### [Your goal]
Only the lines from the line containing "[spot] the red patterned area" to the end of the entries should be repeated, exactly as they appear.

### [Information given]
==============================

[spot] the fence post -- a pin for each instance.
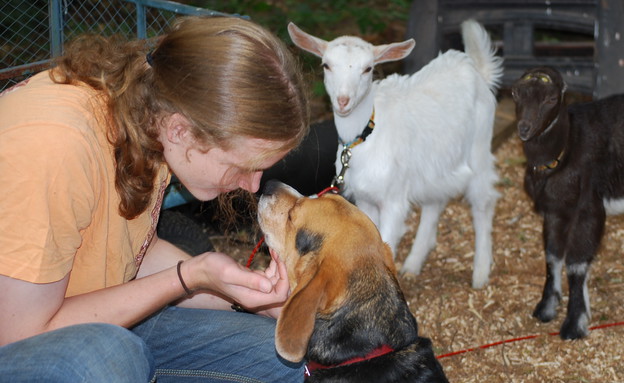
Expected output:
(55, 12)
(141, 21)
(610, 49)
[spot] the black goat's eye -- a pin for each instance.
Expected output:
(552, 100)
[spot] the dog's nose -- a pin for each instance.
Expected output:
(271, 187)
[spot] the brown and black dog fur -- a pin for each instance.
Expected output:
(346, 301)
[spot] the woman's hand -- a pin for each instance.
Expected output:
(262, 291)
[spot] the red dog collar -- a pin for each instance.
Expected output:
(379, 351)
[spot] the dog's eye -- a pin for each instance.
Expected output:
(307, 241)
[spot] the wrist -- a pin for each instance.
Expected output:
(183, 283)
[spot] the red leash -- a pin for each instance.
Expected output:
(255, 250)
(606, 325)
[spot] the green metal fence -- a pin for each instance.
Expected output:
(33, 32)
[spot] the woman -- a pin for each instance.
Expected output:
(86, 151)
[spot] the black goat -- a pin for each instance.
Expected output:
(575, 176)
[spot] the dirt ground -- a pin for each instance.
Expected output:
(463, 322)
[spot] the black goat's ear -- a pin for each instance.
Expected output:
(307, 241)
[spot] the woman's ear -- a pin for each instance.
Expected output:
(176, 128)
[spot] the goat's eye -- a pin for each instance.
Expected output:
(552, 100)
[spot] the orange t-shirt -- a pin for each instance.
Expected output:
(58, 202)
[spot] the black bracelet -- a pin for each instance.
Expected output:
(188, 292)
(240, 309)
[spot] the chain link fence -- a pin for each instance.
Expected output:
(33, 32)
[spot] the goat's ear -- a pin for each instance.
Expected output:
(393, 52)
(306, 41)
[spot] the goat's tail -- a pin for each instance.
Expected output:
(479, 48)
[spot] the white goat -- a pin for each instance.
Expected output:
(431, 139)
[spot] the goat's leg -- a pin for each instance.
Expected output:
(392, 215)
(583, 241)
(425, 237)
(577, 320)
(371, 210)
(483, 203)
(546, 309)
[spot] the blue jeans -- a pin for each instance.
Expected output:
(174, 345)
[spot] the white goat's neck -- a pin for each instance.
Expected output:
(352, 125)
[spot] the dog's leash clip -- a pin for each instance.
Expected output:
(345, 157)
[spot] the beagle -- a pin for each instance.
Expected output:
(346, 315)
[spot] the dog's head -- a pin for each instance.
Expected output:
(538, 95)
(322, 241)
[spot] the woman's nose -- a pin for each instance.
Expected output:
(251, 183)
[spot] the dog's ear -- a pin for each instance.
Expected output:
(296, 321)
(389, 258)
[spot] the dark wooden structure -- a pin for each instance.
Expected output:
(592, 64)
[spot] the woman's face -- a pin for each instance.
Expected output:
(206, 174)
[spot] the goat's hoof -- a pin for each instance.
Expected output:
(574, 329)
(546, 309)
(477, 285)
(407, 273)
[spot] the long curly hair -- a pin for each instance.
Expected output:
(229, 77)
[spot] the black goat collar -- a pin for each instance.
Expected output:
(368, 129)
(550, 165)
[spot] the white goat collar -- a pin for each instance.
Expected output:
(368, 129)
(345, 156)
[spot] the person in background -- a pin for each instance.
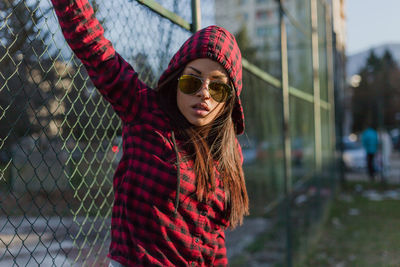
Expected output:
(369, 140)
(386, 152)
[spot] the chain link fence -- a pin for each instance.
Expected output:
(60, 141)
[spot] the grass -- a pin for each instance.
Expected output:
(358, 231)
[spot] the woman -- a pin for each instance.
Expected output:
(180, 181)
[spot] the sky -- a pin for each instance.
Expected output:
(371, 23)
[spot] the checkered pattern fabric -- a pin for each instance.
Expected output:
(146, 230)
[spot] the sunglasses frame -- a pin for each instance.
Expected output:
(203, 80)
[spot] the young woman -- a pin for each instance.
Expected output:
(180, 181)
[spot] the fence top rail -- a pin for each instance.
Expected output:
(162, 11)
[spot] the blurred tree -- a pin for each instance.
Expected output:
(376, 100)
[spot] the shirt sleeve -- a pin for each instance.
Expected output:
(220, 257)
(116, 80)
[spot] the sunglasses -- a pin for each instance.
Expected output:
(189, 84)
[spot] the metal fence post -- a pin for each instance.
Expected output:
(286, 132)
(316, 85)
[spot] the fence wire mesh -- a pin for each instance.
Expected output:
(60, 141)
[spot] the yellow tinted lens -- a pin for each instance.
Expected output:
(189, 84)
(219, 91)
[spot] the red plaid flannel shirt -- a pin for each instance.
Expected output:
(146, 229)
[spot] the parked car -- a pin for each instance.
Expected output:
(354, 155)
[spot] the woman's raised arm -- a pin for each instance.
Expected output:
(116, 80)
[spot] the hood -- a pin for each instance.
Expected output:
(220, 45)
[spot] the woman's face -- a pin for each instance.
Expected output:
(200, 108)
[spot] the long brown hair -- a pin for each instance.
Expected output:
(209, 145)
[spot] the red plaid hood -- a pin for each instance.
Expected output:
(220, 45)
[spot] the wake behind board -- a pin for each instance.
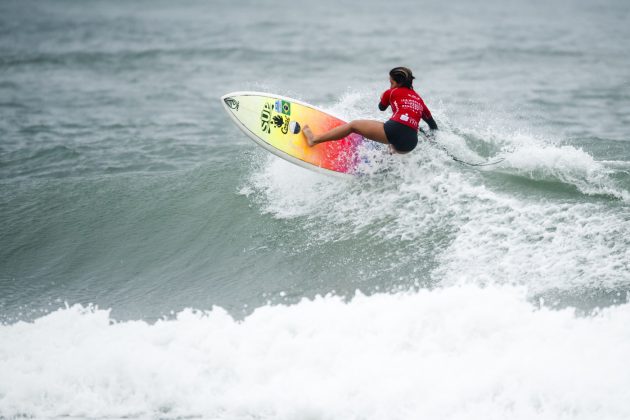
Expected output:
(275, 123)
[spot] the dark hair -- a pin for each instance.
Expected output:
(402, 76)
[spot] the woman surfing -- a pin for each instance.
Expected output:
(400, 132)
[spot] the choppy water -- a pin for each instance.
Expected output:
(155, 263)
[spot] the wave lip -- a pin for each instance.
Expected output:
(460, 352)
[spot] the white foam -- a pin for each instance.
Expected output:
(457, 353)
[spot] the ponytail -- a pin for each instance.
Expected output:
(402, 76)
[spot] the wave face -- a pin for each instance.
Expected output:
(154, 262)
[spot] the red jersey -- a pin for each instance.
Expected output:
(407, 106)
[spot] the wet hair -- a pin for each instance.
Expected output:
(402, 76)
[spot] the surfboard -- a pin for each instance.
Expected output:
(275, 123)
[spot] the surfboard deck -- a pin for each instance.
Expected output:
(275, 123)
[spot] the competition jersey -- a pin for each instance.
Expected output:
(407, 106)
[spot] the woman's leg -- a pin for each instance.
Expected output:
(369, 129)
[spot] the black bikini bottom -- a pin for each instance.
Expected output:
(401, 136)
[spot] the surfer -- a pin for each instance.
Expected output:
(400, 132)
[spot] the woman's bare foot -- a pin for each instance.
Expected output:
(310, 137)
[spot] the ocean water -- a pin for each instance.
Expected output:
(155, 263)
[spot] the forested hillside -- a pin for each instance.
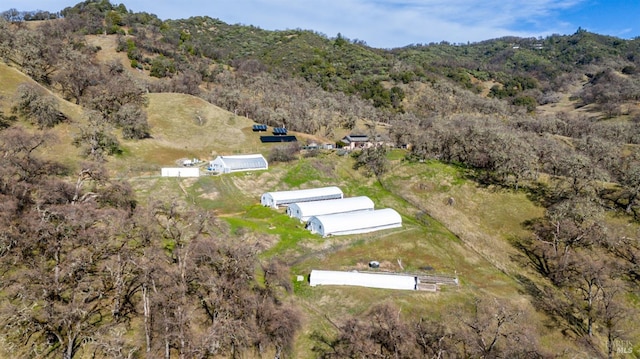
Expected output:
(515, 163)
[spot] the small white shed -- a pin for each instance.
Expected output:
(354, 222)
(371, 280)
(228, 164)
(304, 210)
(180, 172)
(285, 198)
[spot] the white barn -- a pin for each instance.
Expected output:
(180, 172)
(285, 198)
(371, 280)
(354, 222)
(237, 163)
(304, 210)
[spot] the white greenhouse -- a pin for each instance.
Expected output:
(371, 280)
(228, 164)
(285, 198)
(180, 172)
(354, 222)
(304, 210)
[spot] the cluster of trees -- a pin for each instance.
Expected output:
(78, 284)
(56, 56)
(87, 271)
(484, 328)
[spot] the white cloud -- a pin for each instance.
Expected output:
(381, 23)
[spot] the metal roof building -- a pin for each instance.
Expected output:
(228, 164)
(371, 280)
(354, 222)
(304, 210)
(285, 198)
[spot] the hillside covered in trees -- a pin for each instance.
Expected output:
(99, 258)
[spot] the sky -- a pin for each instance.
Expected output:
(397, 23)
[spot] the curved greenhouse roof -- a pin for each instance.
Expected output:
(227, 164)
(304, 210)
(284, 198)
(354, 222)
(371, 280)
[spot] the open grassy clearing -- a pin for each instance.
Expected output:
(482, 219)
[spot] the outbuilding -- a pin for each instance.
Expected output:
(371, 280)
(285, 198)
(304, 210)
(354, 222)
(237, 163)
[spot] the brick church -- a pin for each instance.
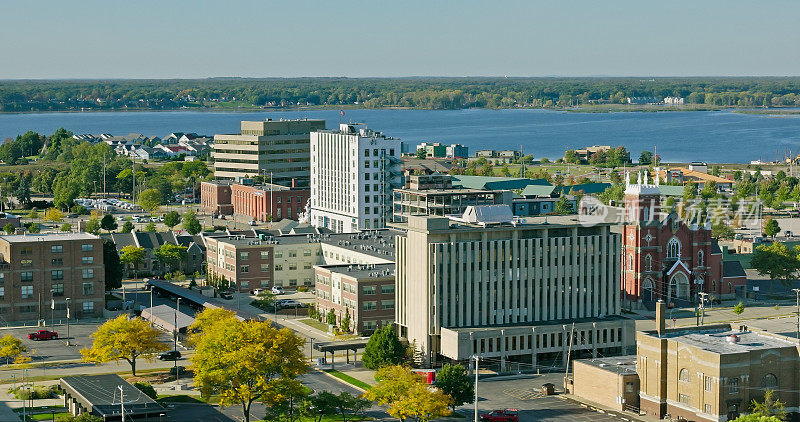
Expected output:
(667, 258)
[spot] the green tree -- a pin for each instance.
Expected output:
(771, 227)
(108, 223)
(771, 406)
(127, 227)
(93, 225)
(150, 200)
(383, 349)
(11, 348)
(111, 265)
(170, 255)
(124, 338)
(171, 219)
(191, 224)
(454, 381)
(132, 256)
(776, 261)
(246, 361)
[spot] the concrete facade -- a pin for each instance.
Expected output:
(520, 287)
(353, 172)
(276, 147)
(38, 268)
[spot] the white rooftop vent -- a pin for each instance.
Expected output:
(487, 214)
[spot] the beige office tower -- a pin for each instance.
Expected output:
(508, 290)
(280, 148)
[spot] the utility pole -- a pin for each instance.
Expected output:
(702, 314)
(797, 294)
(477, 359)
(68, 322)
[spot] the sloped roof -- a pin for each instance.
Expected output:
(732, 269)
(587, 188)
(538, 190)
(496, 183)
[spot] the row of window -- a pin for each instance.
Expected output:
(57, 289)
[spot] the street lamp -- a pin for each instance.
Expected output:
(68, 322)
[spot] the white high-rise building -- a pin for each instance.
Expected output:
(353, 173)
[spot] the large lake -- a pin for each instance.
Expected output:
(679, 136)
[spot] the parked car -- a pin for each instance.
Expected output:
(171, 355)
(507, 415)
(43, 335)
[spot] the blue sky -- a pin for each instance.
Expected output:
(188, 39)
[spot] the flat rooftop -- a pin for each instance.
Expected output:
(620, 365)
(362, 270)
(716, 340)
(47, 237)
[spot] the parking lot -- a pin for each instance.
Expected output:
(524, 393)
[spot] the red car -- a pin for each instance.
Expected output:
(508, 415)
(43, 335)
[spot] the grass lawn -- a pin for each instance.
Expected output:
(350, 380)
(313, 323)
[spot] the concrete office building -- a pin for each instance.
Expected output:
(277, 147)
(713, 372)
(434, 194)
(510, 292)
(353, 173)
(38, 268)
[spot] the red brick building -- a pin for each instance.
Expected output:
(215, 197)
(666, 258)
(253, 202)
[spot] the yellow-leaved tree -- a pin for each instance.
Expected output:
(124, 338)
(407, 395)
(245, 361)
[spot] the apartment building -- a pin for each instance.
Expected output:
(353, 173)
(262, 259)
(434, 194)
(364, 292)
(36, 269)
(529, 292)
(276, 147)
(713, 372)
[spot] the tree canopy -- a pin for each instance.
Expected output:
(124, 338)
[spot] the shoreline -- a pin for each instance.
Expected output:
(592, 109)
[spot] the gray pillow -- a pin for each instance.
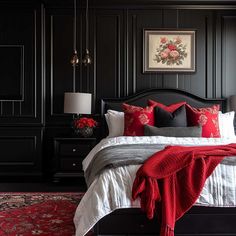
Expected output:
(194, 131)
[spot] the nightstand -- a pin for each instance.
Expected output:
(69, 152)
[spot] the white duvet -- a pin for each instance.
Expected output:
(111, 190)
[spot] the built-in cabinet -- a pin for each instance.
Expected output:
(36, 43)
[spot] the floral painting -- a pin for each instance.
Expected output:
(169, 51)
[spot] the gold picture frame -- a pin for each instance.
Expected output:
(168, 50)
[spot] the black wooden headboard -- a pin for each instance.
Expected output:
(165, 96)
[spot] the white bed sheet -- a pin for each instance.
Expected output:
(111, 190)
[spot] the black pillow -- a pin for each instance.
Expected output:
(193, 131)
(164, 118)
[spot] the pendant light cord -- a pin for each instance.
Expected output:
(86, 24)
(75, 16)
(75, 50)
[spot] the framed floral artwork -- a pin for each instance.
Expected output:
(168, 50)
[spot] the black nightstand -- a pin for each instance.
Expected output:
(69, 154)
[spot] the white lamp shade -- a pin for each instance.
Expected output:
(77, 103)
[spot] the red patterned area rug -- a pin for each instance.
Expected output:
(44, 214)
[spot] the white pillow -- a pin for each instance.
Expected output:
(115, 123)
(226, 124)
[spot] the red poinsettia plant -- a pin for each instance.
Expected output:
(80, 123)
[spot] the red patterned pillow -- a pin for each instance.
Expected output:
(135, 119)
(205, 117)
(170, 108)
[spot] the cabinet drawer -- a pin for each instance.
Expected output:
(74, 149)
(71, 164)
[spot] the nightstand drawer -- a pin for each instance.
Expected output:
(74, 149)
(71, 164)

==============================

### [Exercise answer]
[spot] the red patterned area rug -- a pin for each instance.
Expected output:
(44, 214)
[spot] the white pillow -- a pin for each instance.
Expected output:
(115, 123)
(226, 124)
[spot] the red poinsettia plant -- a pin for each instance.
Expected output:
(80, 123)
[spot] the red patterned pillow -- a pin for each instance.
Expected output:
(135, 119)
(205, 117)
(170, 108)
[spot] the cabinet drawer -- a pin for each instance.
Expected output:
(74, 149)
(71, 164)
[spot] the nightstand drawer -- a pin for each instance.
Expected output:
(74, 149)
(71, 164)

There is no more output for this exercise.